RECORDS PROVIDED -
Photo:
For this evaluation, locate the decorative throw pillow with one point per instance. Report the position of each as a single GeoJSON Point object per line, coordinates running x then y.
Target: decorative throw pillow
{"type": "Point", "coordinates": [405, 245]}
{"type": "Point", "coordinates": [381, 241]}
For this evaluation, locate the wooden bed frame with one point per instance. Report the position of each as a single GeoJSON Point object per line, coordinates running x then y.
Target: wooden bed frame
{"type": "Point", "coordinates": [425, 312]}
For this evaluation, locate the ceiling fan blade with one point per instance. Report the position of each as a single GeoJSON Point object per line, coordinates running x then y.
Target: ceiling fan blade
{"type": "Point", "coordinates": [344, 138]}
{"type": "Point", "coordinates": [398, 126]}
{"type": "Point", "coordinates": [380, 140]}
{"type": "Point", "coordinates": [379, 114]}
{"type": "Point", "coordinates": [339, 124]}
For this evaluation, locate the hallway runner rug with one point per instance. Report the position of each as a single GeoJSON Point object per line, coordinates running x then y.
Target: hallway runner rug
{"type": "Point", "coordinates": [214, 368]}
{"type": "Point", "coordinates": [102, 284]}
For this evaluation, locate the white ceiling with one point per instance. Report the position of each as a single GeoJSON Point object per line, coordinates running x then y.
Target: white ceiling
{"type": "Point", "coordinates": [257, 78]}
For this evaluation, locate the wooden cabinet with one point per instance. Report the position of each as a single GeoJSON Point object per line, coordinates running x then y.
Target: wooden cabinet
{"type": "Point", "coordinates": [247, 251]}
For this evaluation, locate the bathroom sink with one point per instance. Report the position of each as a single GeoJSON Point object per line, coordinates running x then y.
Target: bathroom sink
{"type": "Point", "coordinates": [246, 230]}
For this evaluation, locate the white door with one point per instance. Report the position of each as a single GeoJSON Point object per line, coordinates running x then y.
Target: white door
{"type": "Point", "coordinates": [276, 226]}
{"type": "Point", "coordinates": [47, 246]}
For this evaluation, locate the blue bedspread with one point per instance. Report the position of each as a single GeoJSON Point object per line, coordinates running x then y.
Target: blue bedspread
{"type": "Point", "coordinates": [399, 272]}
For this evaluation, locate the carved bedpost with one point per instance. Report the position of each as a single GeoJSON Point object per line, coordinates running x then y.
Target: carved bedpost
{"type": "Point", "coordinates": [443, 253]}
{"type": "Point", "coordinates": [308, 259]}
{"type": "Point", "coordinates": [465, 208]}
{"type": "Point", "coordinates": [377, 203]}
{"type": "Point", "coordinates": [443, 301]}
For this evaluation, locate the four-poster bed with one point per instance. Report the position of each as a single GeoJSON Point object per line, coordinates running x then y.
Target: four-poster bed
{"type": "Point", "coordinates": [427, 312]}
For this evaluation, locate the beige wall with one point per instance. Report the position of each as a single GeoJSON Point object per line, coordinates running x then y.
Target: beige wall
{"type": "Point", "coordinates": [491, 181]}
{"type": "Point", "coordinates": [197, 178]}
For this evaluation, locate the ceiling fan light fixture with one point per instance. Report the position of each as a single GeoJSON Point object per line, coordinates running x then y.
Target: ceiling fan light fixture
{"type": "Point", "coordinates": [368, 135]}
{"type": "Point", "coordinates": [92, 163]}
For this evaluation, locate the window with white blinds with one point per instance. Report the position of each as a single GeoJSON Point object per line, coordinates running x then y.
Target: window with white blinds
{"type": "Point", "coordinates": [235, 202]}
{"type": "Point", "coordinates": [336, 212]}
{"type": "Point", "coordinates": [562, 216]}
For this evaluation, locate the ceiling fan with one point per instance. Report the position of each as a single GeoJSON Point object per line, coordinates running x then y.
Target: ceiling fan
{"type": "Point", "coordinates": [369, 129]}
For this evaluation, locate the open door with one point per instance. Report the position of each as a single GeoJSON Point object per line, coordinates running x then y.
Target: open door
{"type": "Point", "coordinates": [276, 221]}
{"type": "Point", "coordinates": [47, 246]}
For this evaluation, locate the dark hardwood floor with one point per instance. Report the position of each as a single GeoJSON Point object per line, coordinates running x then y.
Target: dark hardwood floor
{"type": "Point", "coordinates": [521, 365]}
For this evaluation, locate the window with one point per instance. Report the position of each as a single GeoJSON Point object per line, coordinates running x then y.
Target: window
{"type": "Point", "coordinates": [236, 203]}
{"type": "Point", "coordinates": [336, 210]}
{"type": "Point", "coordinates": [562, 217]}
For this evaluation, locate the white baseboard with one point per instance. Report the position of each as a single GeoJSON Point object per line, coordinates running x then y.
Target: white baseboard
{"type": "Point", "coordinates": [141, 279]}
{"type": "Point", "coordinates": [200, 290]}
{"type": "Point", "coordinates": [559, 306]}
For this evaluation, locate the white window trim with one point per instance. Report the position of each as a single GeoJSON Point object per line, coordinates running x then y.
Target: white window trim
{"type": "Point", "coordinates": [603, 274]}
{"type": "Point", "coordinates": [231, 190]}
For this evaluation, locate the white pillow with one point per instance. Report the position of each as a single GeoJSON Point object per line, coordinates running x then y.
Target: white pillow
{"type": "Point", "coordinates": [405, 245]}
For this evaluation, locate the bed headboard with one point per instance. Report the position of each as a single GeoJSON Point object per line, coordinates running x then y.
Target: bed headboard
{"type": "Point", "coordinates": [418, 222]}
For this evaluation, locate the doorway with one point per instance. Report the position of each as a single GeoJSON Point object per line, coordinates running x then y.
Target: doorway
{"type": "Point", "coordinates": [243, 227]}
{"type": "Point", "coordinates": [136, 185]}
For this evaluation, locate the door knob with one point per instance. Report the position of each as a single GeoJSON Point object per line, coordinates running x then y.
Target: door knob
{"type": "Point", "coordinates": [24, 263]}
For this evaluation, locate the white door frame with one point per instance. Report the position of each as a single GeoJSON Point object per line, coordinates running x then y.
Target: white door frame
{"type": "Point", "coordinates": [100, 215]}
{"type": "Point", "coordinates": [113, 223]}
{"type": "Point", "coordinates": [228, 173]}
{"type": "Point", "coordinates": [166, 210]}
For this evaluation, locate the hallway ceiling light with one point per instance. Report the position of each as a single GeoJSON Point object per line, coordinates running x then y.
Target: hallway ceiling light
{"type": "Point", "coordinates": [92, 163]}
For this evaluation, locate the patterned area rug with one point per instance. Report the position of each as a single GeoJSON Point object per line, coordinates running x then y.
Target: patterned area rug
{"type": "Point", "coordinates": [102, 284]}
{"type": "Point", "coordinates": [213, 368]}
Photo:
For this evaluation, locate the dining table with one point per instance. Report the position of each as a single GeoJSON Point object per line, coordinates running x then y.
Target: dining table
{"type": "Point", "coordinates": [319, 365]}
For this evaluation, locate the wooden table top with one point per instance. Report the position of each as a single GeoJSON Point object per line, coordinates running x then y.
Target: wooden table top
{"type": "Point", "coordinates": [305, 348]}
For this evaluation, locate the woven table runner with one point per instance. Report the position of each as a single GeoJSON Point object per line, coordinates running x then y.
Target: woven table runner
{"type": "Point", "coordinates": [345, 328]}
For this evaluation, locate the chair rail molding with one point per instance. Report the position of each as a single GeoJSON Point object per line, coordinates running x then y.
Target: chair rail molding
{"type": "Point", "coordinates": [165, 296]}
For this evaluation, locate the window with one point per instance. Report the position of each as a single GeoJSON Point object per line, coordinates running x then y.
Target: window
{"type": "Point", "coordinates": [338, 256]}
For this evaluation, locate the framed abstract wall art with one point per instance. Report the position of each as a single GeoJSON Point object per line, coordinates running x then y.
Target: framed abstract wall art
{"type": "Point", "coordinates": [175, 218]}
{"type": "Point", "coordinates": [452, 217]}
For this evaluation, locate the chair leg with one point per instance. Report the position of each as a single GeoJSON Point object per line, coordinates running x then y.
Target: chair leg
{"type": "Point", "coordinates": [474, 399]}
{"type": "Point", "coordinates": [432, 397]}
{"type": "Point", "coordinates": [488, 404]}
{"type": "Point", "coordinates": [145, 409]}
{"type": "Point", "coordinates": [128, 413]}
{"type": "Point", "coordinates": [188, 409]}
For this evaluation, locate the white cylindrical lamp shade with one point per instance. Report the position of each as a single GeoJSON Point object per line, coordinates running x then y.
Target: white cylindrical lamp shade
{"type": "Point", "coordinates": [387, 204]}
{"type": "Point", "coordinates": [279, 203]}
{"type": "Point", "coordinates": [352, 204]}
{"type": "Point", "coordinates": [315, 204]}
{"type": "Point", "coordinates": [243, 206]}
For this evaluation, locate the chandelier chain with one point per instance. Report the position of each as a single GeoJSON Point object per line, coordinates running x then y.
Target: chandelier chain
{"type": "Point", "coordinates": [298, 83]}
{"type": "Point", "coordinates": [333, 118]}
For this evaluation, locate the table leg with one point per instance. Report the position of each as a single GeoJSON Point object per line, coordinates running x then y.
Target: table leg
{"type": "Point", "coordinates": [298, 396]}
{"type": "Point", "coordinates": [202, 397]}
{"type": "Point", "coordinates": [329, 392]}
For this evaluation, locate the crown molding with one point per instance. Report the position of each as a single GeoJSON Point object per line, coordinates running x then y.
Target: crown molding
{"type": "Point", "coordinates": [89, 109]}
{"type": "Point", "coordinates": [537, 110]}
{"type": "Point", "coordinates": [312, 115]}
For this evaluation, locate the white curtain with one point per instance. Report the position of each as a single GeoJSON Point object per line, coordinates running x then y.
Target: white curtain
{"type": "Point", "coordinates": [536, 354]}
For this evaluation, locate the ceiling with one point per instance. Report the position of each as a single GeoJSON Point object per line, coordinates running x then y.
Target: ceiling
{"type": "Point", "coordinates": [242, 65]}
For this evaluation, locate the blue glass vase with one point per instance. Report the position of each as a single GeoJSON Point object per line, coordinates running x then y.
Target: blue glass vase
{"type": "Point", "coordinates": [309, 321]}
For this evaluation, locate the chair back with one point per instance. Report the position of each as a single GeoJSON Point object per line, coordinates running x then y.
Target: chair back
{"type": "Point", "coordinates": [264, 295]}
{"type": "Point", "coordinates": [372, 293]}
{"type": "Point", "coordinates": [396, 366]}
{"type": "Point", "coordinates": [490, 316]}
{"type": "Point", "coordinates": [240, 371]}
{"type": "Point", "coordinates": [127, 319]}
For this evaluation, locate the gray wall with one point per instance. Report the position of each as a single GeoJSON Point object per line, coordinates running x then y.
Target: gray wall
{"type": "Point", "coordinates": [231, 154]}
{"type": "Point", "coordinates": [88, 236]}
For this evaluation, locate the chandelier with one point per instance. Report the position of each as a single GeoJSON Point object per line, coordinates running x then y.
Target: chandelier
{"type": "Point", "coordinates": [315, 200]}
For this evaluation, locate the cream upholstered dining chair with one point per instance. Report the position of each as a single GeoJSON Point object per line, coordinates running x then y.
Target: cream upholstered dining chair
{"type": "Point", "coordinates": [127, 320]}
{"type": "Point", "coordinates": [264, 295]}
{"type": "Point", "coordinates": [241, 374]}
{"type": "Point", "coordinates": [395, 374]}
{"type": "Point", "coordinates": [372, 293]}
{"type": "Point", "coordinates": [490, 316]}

TASK OBJECTIVE - Quote, without any change, each line from the one that contains "For this evaluation, locate the gray" through the end of the material.

TASK RESULT -
For this evaluation, locate the gray wall with one point per instance. Report the position of each as a single GeoJSON Point object per line, coordinates running x then y.
Target: gray wall
{"type": "Point", "coordinates": [231, 154]}
{"type": "Point", "coordinates": [88, 236]}
For this evaluation, locate the chandelier with one point per instance. Report the position of each as a single GeoJSON Point object per line, coordinates running x then y.
Target: chandelier
{"type": "Point", "coordinates": [315, 200]}
For this evaluation, locate the cream upholstered dining chair with one point per instance. Report the position of each as a single GeoJSON Point object per line, coordinates running x then y.
Target: cream upholstered dining chair
{"type": "Point", "coordinates": [127, 320]}
{"type": "Point", "coordinates": [264, 295]}
{"type": "Point", "coordinates": [241, 374]}
{"type": "Point", "coordinates": [395, 374]}
{"type": "Point", "coordinates": [372, 293]}
{"type": "Point", "coordinates": [490, 316]}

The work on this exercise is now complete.